--- START ---

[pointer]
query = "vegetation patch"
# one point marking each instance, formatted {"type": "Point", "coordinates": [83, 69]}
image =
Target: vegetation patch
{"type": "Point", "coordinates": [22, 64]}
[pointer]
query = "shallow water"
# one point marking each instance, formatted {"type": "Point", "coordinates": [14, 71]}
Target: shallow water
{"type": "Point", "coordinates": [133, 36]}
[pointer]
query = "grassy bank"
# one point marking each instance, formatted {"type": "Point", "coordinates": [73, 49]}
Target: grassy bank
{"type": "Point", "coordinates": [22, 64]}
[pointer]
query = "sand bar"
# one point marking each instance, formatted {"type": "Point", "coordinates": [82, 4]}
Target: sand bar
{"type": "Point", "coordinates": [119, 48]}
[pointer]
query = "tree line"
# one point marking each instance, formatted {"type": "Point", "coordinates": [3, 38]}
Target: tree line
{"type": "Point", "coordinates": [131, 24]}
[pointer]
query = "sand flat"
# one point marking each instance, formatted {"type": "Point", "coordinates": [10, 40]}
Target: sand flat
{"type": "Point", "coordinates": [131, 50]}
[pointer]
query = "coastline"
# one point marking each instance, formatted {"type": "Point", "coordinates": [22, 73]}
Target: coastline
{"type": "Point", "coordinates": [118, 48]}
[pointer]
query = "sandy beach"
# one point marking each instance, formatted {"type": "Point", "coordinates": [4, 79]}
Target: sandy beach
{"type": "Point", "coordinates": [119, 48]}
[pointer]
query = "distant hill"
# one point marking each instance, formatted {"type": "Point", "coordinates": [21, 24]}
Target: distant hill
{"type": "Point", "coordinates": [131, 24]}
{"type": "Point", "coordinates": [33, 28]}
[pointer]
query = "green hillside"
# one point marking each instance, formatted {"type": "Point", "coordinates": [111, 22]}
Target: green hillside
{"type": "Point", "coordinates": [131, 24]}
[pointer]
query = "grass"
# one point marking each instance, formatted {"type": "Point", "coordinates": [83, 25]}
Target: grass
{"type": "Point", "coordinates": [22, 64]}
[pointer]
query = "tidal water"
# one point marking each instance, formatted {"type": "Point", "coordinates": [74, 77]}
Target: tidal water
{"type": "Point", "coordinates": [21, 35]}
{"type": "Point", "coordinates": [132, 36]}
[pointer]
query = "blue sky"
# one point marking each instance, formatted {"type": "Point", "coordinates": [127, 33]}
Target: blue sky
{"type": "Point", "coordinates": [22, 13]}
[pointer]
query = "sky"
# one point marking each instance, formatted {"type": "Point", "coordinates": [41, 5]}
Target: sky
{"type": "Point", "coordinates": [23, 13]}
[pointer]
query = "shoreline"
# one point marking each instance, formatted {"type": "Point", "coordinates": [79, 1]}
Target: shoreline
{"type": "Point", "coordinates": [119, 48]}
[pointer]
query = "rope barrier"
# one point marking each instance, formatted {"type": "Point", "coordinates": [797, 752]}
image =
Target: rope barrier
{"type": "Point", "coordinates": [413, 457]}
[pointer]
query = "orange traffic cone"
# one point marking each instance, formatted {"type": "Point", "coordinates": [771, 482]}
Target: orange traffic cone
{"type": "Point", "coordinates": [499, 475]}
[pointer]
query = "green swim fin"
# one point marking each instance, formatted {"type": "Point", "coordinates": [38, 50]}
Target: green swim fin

--- END ---

[Description of the task] All of the material above should be reproduced exactly.

[Expected output]
[pointer]
query = "vegetation patch"
# one point marking each instance, formatted {"type": "Point", "coordinates": [83, 69]}
image =
Target: vegetation patch
{"type": "Point", "coordinates": [22, 64]}
[pointer]
query = "shallow water"
# one point marking each instance, formatted {"type": "Point", "coordinates": [14, 71]}
Target: shallow water
{"type": "Point", "coordinates": [133, 36]}
[pointer]
query = "grassy bank"
# one point marking each instance, formatted {"type": "Point", "coordinates": [73, 49]}
Target: grassy bank
{"type": "Point", "coordinates": [22, 64]}
[pointer]
query = "sand bar"
# one point marking each instance, formatted {"type": "Point", "coordinates": [82, 4]}
Target: sand bar
{"type": "Point", "coordinates": [119, 48]}
[pointer]
query = "tree line"
# one point marking each instance, formatted {"type": "Point", "coordinates": [3, 38]}
Target: tree line
{"type": "Point", "coordinates": [131, 24]}
[pointer]
query = "sand flat"
# one point marking each instance, formatted {"type": "Point", "coordinates": [10, 40]}
Target: sand flat
{"type": "Point", "coordinates": [131, 50]}
[pointer]
query = "coastline"
# one point marking each instance, formatted {"type": "Point", "coordinates": [22, 73]}
Target: coastline
{"type": "Point", "coordinates": [118, 48]}
[pointer]
query = "sandy beach"
# one point marking each instance, formatted {"type": "Point", "coordinates": [4, 79]}
Target: sandy beach
{"type": "Point", "coordinates": [119, 48]}
[pointer]
query = "distant hill"
# one point marking each instance, formatted {"type": "Point", "coordinates": [21, 24]}
Target: distant hill
{"type": "Point", "coordinates": [131, 24]}
{"type": "Point", "coordinates": [33, 28]}
[pointer]
query = "green hillside"
# one point marking each instance, formatted {"type": "Point", "coordinates": [111, 22]}
Target: green hillside
{"type": "Point", "coordinates": [131, 24]}
[pointer]
query = "grass"
# one point marking each instance, formatted {"type": "Point", "coordinates": [83, 25]}
Target: grass
{"type": "Point", "coordinates": [22, 64]}
[pointer]
query = "tidal water"
# one point marking each instance, formatted {"type": "Point", "coordinates": [74, 77]}
Target: tidal water
{"type": "Point", "coordinates": [21, 35]}
{"type": "Point", "coordinates": [132, 36]}
[pointer]
query = "blue sky"
# one point marking each instance, formatted {"type": "Point", "coordinates": [127, 33]}
Target: blue sky
{"type": "Point", "coordinates": [22, 13]}
[pointer]
query = "sky"
# one point marking each instance, formatted {"type": "Point", "coordinates": [41, 5]}
Target: sky
{"type": "Point", "coordinates": [23, 13]}
[pointer]
query = "shoreline"
# one point marking each instance, formatted {"type": "Point", "coordinates": [79, 1]}
Target: shoreline
{"type": "Point", "coordinates": [119, 48]}
[pointer]
query = "rope barrier"
# one point marking each instance, formatted {"type": "Point", "coordinates": [797, 752]}
image =
Target: rope barrier
{"type": "Point", "coordinates": [413, 457]}
[pointer]
query = "orange traffic cone"
# one point marking each instance, formatted {"type": "Point", "coordinates": [771, 482]}
Target: orange traffic cone
{"type": "Point", "coordinates": [499, 475]}
[pointer]
query = "green swim fin"
# one point marking each instance, formatted {"type": "Point", "coordinates": [38, 50]}
Target: green swim fin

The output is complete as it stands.